#### [TASK INSTRUCTIONS]
Copy the data below word for word, starting with the line containing "(format x=1037, y=471)" and going on through the line containing "x=354, y=239", both lines included.

#### [EXTRACTED INFORMATION]
——
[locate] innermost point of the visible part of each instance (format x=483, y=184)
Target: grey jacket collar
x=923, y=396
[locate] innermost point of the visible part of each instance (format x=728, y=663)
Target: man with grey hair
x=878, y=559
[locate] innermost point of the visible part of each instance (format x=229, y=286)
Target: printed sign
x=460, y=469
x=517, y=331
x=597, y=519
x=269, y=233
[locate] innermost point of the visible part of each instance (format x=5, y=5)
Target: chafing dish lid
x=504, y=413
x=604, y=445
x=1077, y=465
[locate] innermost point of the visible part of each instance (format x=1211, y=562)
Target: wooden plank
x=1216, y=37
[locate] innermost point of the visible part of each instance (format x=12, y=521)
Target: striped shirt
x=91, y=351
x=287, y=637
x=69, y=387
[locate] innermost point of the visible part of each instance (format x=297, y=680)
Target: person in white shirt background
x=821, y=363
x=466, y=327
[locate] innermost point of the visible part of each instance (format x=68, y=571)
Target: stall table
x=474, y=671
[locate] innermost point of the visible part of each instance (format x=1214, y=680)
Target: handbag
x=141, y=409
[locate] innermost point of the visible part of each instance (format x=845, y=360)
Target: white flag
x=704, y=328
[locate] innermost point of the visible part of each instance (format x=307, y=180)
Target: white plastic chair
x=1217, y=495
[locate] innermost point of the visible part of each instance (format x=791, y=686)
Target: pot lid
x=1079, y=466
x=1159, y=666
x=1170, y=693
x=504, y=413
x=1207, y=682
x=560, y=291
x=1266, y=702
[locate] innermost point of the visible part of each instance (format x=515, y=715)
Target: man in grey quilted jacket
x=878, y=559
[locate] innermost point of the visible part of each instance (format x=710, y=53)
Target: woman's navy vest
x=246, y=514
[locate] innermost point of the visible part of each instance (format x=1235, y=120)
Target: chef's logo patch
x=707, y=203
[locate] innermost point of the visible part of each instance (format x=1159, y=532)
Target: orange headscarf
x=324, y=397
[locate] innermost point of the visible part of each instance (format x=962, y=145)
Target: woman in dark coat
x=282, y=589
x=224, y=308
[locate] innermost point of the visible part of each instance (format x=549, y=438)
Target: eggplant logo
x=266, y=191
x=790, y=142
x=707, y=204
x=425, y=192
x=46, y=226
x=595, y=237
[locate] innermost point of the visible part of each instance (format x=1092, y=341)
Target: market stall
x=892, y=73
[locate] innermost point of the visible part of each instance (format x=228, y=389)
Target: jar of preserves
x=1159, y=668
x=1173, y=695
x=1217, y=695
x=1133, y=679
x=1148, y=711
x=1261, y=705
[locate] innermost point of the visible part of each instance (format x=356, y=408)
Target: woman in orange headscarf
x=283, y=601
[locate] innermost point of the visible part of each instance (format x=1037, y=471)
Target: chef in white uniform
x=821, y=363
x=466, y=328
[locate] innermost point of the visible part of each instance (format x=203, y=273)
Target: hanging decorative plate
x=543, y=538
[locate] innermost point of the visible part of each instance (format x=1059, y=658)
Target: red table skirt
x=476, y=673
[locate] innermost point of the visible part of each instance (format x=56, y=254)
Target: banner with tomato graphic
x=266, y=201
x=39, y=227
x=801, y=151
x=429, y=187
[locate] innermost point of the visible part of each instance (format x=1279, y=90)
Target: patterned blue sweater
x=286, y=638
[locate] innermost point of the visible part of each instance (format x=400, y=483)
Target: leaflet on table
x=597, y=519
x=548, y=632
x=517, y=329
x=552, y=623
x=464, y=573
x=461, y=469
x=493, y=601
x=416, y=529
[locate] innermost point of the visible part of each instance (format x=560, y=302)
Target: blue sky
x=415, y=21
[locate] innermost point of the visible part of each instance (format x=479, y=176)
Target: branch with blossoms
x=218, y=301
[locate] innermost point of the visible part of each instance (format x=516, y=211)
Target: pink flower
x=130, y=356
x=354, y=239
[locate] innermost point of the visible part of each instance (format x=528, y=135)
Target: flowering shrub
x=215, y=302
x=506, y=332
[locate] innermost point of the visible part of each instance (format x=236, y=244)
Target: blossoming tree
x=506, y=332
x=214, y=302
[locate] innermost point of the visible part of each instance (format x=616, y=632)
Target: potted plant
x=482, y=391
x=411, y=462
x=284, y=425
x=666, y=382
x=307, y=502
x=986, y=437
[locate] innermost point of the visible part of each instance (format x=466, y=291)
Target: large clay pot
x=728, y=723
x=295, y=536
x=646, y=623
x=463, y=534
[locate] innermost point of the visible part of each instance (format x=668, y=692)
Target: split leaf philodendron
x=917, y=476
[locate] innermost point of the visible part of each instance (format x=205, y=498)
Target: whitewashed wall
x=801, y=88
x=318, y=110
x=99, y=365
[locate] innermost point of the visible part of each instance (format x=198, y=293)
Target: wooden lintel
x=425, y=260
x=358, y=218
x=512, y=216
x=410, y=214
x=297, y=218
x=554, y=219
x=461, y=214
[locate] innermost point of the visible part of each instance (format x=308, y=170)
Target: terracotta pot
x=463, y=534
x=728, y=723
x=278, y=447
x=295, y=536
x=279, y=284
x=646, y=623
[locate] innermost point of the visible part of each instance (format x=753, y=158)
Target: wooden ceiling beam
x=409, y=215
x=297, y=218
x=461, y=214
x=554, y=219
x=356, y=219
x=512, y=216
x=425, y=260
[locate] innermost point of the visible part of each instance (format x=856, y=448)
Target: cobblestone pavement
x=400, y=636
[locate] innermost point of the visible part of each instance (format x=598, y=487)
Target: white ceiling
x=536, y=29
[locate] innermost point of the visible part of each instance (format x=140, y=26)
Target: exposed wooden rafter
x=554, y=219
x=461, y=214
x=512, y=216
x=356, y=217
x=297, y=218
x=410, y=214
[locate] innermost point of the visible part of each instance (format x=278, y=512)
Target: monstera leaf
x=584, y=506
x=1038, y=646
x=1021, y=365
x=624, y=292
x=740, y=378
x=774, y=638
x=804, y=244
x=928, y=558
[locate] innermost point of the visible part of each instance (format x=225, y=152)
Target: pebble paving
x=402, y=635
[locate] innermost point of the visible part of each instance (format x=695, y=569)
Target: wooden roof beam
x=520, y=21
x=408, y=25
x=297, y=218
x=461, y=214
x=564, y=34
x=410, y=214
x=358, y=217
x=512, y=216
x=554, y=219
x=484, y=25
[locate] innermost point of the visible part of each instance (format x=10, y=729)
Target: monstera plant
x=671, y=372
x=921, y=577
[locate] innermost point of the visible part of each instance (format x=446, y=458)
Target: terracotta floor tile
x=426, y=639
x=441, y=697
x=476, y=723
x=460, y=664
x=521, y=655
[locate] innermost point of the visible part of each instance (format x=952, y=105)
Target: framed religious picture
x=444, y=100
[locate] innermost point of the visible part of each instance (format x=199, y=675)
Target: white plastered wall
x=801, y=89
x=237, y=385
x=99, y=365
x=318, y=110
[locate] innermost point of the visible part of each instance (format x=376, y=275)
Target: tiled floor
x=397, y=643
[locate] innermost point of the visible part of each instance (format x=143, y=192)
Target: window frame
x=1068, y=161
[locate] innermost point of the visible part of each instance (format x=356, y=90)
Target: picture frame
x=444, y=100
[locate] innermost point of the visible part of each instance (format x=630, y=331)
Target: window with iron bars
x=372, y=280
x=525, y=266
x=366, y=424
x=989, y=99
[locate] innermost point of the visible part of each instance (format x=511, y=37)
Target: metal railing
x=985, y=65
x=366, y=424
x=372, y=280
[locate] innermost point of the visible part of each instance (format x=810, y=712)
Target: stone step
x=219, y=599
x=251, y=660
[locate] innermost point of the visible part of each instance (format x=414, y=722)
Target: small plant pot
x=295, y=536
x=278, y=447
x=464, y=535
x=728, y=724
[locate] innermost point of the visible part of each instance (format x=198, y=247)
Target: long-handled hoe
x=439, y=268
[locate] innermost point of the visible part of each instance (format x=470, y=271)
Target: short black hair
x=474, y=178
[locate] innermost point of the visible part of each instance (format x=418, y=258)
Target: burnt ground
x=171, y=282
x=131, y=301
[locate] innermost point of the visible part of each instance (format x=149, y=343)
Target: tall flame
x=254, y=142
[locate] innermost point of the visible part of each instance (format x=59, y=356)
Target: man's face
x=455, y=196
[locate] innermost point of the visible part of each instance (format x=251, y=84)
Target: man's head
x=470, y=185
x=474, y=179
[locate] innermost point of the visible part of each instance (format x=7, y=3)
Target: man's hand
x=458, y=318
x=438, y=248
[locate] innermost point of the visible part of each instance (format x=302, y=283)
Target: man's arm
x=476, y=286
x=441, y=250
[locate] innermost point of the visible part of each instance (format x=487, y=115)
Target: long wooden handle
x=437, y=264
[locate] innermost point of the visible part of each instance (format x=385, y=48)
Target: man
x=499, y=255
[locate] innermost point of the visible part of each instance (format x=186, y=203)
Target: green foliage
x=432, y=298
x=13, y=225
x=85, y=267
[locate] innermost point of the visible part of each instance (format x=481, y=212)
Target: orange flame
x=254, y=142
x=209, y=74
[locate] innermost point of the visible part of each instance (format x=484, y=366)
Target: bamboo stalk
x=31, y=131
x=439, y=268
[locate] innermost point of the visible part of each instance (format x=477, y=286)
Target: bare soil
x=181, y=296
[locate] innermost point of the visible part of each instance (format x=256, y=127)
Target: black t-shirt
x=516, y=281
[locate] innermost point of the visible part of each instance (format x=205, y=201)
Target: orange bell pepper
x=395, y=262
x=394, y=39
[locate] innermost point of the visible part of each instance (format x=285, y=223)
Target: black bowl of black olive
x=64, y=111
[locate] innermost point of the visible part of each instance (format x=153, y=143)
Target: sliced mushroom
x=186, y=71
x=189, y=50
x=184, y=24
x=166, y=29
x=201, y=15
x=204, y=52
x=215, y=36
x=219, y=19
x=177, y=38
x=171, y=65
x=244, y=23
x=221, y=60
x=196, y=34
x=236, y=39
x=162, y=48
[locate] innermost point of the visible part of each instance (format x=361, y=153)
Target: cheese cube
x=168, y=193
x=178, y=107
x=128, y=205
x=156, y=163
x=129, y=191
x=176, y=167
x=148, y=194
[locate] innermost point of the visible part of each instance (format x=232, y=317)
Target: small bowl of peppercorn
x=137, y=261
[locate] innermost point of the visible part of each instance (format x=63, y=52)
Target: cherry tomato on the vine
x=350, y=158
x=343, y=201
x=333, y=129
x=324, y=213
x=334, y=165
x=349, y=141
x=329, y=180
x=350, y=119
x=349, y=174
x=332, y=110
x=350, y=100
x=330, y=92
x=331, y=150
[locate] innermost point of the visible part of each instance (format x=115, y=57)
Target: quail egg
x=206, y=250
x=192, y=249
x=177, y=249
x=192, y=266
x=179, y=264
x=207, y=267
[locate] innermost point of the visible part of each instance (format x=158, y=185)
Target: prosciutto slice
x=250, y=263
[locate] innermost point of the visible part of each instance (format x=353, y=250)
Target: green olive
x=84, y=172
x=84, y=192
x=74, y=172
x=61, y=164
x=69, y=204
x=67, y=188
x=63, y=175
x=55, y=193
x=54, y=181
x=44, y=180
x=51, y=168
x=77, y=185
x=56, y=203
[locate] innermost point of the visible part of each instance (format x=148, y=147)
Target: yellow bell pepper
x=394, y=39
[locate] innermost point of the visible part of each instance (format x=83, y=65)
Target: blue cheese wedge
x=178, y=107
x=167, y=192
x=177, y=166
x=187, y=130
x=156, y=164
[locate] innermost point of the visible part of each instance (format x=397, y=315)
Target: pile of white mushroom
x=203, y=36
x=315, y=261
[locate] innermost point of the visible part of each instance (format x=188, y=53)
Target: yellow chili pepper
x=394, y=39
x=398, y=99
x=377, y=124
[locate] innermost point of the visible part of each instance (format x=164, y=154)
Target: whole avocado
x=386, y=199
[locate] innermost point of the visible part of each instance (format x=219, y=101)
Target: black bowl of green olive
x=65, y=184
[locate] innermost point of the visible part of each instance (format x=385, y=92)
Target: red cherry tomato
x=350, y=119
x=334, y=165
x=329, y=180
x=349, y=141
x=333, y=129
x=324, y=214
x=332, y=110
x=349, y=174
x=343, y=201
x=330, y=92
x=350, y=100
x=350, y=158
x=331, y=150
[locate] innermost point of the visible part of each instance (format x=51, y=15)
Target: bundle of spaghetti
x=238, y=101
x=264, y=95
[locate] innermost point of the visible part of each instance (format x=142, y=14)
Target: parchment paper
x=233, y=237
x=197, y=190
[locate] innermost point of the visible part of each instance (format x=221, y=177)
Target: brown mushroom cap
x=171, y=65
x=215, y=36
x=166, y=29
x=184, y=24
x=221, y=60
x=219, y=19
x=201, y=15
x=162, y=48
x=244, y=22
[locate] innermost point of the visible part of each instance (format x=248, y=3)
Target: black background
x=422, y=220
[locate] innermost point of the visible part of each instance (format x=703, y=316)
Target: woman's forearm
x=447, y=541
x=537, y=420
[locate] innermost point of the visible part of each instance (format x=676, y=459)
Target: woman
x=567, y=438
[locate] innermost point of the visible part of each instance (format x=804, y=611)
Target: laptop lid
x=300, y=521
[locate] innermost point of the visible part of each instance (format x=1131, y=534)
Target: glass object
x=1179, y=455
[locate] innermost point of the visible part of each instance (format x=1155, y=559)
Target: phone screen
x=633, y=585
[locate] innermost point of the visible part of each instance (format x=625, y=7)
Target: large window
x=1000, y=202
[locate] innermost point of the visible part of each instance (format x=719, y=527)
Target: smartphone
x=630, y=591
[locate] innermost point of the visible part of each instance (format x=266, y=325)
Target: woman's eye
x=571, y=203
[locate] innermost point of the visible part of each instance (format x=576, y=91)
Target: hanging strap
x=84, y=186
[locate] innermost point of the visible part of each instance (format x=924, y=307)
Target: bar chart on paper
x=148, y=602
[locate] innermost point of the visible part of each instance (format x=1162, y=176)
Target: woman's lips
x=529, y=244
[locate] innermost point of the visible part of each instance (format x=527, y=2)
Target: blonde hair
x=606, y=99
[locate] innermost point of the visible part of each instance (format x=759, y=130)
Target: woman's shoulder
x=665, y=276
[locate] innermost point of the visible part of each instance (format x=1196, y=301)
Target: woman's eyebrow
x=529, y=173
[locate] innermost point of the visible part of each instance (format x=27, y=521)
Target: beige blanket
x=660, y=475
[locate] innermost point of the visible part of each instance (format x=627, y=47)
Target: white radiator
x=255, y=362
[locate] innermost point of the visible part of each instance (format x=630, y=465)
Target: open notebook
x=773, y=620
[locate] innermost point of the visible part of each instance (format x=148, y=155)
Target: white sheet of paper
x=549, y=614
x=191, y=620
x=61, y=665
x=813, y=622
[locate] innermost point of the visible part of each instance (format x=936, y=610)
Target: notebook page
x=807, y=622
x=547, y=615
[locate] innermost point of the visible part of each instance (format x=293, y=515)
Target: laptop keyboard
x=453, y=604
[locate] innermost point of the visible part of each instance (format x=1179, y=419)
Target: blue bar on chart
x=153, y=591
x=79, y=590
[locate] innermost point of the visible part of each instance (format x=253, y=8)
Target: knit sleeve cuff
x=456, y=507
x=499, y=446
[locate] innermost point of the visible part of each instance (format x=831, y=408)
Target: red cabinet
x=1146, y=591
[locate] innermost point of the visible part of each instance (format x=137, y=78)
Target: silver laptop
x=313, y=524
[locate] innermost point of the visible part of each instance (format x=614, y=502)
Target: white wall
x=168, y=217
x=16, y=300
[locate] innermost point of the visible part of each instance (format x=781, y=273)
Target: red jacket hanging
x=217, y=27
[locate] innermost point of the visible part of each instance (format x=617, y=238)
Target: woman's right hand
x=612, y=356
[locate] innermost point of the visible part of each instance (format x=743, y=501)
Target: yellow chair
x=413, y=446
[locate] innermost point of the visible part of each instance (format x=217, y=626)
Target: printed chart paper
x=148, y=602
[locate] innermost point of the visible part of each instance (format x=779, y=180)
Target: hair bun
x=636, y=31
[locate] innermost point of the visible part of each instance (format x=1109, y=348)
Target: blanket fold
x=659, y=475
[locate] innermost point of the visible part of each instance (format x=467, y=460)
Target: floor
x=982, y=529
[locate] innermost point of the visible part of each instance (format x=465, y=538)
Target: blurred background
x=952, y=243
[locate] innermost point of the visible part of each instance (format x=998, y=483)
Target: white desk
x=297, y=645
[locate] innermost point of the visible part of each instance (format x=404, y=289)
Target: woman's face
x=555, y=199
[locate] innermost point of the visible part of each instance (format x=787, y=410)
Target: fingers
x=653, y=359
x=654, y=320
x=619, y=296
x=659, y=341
——
#### [FINISHED EXERCISE]
[locate] innermost point of the visible part of each instance (format x=1037, y=471)
Target: chef in white uniform
x=821, y=363
x=466, y=328
[locate] innermost point of the visible part of each instance (format x=203, y=273)
Target: hanging decorative plate
x=543, y=538
[locate] innermost point of the visible part of each instance (format x=1059, y=658)
Target: red table skirt
x=476, y=673
[locate] innermost point of the visible part of each instance (format x=56, y=254)
Target: banner with tomato graphic
x=266, y=201
x=39, y=227
x=801, y=151
x=429, y=187
[locate] innermost point of the visible part of each instance (format x=1279, y=90)
Target: patterned blue sweater
x=286, y=638
[locate] innermost point of the visible part of each instance (format x=400, y=483)
Target: leaflet on table
x=597, y=519
x=548, y=632
x=517, y=329
x=552, y=623
x=464, y=573
x=461, y=469
x=493, y=601
x=416, y=529
[locate] innermost point of the visible part of each instance (format x=560, y=302)
Target: blue sky
x=415, y=21
[locate] innermost point of the visible part of each instance (format x=479, y=176)
Target: branch with blossoms
x=218, y=301
[locate] innermost point of the visible part of each instance (format x=516, y=211)
Target: pink flower
x=130, y=356
x=354, y=239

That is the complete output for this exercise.